_Dataset records_.
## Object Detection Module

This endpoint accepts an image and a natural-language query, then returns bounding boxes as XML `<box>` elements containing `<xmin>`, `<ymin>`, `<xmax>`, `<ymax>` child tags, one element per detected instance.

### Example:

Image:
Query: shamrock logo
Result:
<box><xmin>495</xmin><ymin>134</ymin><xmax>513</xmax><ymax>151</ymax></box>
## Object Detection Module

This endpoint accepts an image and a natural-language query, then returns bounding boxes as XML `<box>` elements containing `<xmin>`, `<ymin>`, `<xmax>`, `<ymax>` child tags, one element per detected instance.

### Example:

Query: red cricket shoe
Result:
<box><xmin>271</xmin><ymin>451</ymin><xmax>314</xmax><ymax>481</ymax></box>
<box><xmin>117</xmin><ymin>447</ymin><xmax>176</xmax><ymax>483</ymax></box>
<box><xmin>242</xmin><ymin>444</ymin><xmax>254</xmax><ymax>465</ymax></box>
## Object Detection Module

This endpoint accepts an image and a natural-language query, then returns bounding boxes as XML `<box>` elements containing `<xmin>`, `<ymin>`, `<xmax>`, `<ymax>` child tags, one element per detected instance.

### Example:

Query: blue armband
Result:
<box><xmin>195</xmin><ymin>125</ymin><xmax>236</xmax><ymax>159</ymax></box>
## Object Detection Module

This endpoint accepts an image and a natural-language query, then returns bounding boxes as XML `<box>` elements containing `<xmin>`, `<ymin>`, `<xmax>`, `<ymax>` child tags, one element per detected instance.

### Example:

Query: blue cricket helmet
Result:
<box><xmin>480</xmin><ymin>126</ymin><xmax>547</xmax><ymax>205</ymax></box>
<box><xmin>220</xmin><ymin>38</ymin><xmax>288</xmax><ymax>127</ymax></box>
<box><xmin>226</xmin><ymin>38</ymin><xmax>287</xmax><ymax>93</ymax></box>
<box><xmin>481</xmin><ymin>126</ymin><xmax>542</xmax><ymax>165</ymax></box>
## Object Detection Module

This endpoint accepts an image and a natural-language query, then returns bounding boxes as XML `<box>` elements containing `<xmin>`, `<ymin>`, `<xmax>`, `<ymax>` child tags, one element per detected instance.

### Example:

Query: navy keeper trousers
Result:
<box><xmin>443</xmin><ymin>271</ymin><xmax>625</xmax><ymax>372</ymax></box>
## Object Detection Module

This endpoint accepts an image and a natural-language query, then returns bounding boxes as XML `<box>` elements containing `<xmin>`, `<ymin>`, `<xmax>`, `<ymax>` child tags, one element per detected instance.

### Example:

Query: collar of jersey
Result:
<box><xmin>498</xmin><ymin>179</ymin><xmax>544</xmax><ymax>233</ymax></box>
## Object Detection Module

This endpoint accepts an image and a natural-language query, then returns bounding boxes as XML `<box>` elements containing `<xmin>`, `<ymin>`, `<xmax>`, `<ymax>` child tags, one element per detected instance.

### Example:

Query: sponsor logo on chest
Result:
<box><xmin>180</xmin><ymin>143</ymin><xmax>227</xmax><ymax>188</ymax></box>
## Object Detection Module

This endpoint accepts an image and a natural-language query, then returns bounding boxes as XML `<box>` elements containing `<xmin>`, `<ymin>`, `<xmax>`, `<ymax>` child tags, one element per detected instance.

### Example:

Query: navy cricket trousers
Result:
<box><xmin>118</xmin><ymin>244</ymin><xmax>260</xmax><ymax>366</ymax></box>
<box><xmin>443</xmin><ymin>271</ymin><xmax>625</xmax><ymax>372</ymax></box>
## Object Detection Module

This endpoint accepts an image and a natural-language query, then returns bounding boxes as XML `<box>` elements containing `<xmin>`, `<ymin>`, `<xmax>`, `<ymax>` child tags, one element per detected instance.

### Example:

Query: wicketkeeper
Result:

_Work instructions_. In full and verbatim, repeat the records given above.

_Your solution_.
## Object Detection Module

This endpoint accepts an image and a natural-language query, then returns bounding boxes as XML `<box>` elements containing `<xmin>`, `<ymin>`, `<xmax>`, `<ymax>` child tags, one element per detected instance.

### Example:

Image:
Query: shamrock logo
Result:
<box><xmin>495</xmin><ymin>134</ymin><xmax>513</xmax><ymax>151</ymax></box>
## Object Detection Module

This endpoint accepts an image and a natural-language query, then returns bounding boxes as XML `<box>` elements containing `<xmin>`, `<ymin>`, `<xmax>`, `<ymax>` child tags, one element per detected instance.

### Example:

Query: red cricket shoe
Result:
<box><xmin>271</xmin><ymin>451</ymin><xmax>314</xmax><ymax>481</ymax></box>
<box><xmin>117</xmin><ymin>447</ymin><xmax>176</xmax><ymax>483</ymax></box>
<box><xmin>242</xmin><ymin>444</ymin><xmax>254</xmax><ymax>465</ymax></box>
## Object Detection Module

This endpoint accepts an image and a natural-language query, then returns bounding boxes as XML `<box>` elements containing `<xmin>`, `<ymin>`, `<xmax>`, `<ymax>` child tags, one element per detected instance.

### Example:

Query: blue armband
Result:
<box><xmin>195</xmin><ymin>125</ymin><xmax>236</xmax><ymax>159</ymax></box>
## Object Detection Module

This endpoint accepts an image and a natural-language query, then returns bounding boxes as XML `<box>` elements containing `<xmin>`, `<ymin>`, `<xmax>`, `<ymax>` child tags, one element per detected instance.

### Example:

Query: blue cricket helmet
Result:
<box><xmin>480</xmin><ymin>126</ymin><xmax>547</xmax><ymax>205</ymax></box>
<box><xmin>220</xmin><ymin>38</ymin><xmax>288</xmax><ymax>127</ymax></box>
<box><xmin>226</xmin><ymin>38</ymin><xmax>287</xmax><ymax>93</ymax></box>
<box><xmin>481</xmin><ymin>126</ymin><xmax>542</xmax><ymax>165</ymax></box>
## Object Detection Module

This endpoint accepts an image and a natural-language query, then returns bounding boxes as XML `<box>` elements containing `<xmin>`, `<ymin>`, `<xmax>`, `<ymax>` child tags, one element per detected instance.

### Example:

Query: navy keeper trousers
Result:
<box><xmin>443</xmin><ymin>271</ymin><xmax>625</xmax><ymax>372</ymax></box>
## Object Detection Module

This endpoint accepts an image and a natural-language query, then returns bounding boxes as XML `<box>` elements containing `<xmin>`, `<ymin>`, `<xmax>`, `<ymax>` child tags, one element per detected instance.

### Example:

Query: collar of jersey
Result:
<box><xmin>498</xmin><ymin>179</ymin><xmax>544</xmax><ymax>233</ymax></box>
## Object Detection Module

This endpoint accepts an image and a natural-language query, then returns bounding boxes as XML `<box>` elements containing `<xmin>`, `<ymin>`, `<xmax>`, `<ymax>` child tags, one element per detected instance.

### Example:

Query: sponsor logo on chest
Result:
<box><xmin>180</xmin><ymin>143</ymin><xmax>227</xmax><ymax>188</ymax></box>
## Object Detection Module

This endpoint accepts an image and a natural-language query, then returns bounding boxes as XML `<box>` elements containing `<xmin>`, `<ymin>`, `<xmax>`, `<ymax>` child tags, one element per detected instance.

### Example:

Query: navy cricket trousers
Result:
<box><xmin>118</xmin><ymin>244</ymin><xmax>260</xmax><ymax>366</ymax></box>
<box><xmin>443</xmin><ymin>271</ymin><xmax>625</xmax><ymax>372</ymax></box>
## Object Detection Module

This endpoint accepts an image and a natural-language query, then returns bounding boxes as XML `<box>` elements containing `<xmin>`, `<ymin>`, `<xmax>`, `<ymax>` child tags, one element per detected instance.

### Example:

Query: wicketkeeper
Result:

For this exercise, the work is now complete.